▸ The task:
Please pull out each line of the records below that contains the word "floor" and copy those lines in full.

▸ Material provided:

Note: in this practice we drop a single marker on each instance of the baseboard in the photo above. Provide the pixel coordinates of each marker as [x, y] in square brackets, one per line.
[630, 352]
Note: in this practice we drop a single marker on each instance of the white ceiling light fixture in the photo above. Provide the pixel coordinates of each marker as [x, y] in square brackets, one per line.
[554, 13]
---
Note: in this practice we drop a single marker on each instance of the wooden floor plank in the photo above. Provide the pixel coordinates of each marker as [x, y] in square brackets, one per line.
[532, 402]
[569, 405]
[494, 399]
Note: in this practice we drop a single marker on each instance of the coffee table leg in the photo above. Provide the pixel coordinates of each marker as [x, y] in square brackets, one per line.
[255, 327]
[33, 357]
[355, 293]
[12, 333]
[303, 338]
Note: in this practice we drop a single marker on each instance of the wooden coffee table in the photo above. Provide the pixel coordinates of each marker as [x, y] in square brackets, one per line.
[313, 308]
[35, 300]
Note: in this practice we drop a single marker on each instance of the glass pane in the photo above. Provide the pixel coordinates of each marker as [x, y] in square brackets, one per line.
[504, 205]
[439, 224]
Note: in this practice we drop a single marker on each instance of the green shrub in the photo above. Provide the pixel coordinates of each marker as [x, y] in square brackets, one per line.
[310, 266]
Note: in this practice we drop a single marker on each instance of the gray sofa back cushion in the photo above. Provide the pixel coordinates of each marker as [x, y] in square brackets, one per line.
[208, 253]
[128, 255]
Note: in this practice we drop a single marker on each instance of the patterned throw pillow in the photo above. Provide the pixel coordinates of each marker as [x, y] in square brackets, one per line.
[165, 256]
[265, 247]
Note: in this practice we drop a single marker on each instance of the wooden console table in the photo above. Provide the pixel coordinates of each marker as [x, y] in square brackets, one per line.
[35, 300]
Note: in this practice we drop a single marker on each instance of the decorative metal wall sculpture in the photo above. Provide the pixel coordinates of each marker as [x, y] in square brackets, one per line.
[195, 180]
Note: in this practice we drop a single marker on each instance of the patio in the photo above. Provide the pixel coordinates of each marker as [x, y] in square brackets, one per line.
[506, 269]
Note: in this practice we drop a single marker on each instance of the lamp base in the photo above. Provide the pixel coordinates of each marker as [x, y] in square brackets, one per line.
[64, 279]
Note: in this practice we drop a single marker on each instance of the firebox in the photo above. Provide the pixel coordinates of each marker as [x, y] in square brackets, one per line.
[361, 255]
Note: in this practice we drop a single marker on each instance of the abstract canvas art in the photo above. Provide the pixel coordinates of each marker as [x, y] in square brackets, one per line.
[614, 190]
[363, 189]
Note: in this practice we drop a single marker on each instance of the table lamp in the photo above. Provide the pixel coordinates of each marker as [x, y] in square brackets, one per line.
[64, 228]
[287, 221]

▸ Response to this exercise:
Note: in this practice we drop a single marker on each instance of the wooden floor plank in the photo above. Provide the pixel coordinates of each marker as [x, y] in square brackets, one per line.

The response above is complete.